Copy every one of the items below line for line, changing nothing.

----- DATASET ROWS -----

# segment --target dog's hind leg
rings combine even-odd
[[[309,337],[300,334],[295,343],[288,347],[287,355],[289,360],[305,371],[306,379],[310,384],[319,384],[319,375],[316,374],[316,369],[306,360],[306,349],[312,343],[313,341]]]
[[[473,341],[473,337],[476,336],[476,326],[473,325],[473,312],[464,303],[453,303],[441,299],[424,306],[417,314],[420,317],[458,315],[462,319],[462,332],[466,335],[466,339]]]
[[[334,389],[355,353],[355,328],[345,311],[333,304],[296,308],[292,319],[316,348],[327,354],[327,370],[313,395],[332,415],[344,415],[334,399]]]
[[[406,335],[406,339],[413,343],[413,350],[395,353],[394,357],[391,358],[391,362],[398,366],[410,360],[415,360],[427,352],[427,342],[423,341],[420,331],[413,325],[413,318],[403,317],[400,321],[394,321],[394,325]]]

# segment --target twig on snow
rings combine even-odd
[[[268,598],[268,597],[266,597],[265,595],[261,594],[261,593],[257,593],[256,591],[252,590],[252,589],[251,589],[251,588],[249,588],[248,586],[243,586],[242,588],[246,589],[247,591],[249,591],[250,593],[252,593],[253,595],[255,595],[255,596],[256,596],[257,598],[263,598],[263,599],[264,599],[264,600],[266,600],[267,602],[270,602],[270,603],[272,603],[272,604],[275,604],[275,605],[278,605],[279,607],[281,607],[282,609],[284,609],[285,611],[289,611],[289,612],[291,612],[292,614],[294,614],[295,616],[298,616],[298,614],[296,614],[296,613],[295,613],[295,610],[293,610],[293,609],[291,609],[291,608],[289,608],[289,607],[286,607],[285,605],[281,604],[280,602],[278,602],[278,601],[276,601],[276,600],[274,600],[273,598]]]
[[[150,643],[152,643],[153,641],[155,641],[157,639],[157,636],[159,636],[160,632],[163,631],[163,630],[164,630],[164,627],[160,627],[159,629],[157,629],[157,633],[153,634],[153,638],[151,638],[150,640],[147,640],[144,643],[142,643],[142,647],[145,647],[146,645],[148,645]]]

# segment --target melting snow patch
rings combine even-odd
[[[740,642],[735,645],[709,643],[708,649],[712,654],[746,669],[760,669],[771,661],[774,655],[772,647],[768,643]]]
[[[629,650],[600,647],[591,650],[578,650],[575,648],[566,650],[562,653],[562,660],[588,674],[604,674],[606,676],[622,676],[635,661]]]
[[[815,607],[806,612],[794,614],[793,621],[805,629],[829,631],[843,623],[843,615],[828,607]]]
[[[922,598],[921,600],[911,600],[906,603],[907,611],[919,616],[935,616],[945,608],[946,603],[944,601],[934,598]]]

-----

§ **OUTPUT FOR THIS EXERCISE**
# segment --target dog's hind leg
rings combine even-odd
[[[309,337],[300,334],[295,343],[288,347],[287,355],[289,360],[305,371],[306,379],[310,384],[319,384],[319,375],[316,374],[316,369],[306,360],[306,349],[312,343],[313,341]]]
[[[473,341],[473,337],[476,336],[476,326],[473,325],[473,312],[464,303],[453,303],[441,299],[424,306],[417,314],[420,317],[458,315],[462,319],[462,332],[466,335],[466,339]]]
[[[334,389],[355,353],[355,328],[345,311],[333,304],[296,308],[292,319],[316,348],[327,354],[327,370],[313,395],[332,415],[344,415],[334,399]]]
[[[406,335],[406,339],[413,343],[413,350],[395,353],[394,357],[391,358],[391,362],[398,366],[410,360],[415,360],[427,352],[427,342],[423,341],[420,331],[413,325],[413,318],[403,317],[400,321],[394,321],[394,325]]]

# segment --target twig on snow
rings combine even-odd
[[[268,598],[268,597],[266,597],[265,595],[261,594],[261,593],[257,593],[256,591],[252,590],[252,589],[251,589],[251,588],[249,588],[248,586],[243,586],[242,588],[246,589],[247,591],[249,591],[250,593],[252,593],[253,595],[255,595],[255,596],[256,596],[257,598],[263,598],[263,599],[264,599],[264,600],[266,600],[267,602],[270,602],[270,603],[272,603],[272,604],[275,604],[275,605],[278,605],[279,607],[281,607],[282,609],[284,609],[285,611],[289,611],[289,612],[291,612],[292,614],[294,614],[295,616],[298,616],[298,614],[296,614],[296,613],[295,613],[295,610],[293,610],[293,609],[291,609],[291,608],[289,608],[289,607],[286,607],[285,605],[281,604],[280,602],[278,602],[278,601],[276,601],[276,600],[274,600],[273,598]]]
[[[150,643],[152,643],[153,641],[155,641],[157,639],[157,636],[159,636],[160,632],[163,631],[163,630],[164,630],[164,627],[160,627],[159,629],[157,629],[157,633],[153,634],[153,638],[151,638],[150,640],[147,640],[144,643],[142,643],[142,647],[145,647],[146,645],[148,645]]]

# segment --target melting snow patch
rings combine even-odd
[[[740,642],[735,645],[709,643],[708,649],[712,654],[746,669],[760,669],[771,661],[774,655],[772,647],[768,643]]]
[[[629,650],[600,647],[591,650],[578,650],[575,648],[566,650],[562,653],[562,660],[588,674],[604,674],[606,676],[622,676],[635,661]]]
[[[815,607],[806,612],[794,614],[793,621],[805,629],[829,631],[843,623],[843,615],[828,607]]]
[[[922,598],[921,600],[911,600],[906,603],[907,611],[919,616],[935,616],[945,608],[946,603],[944,601],[934,598]]]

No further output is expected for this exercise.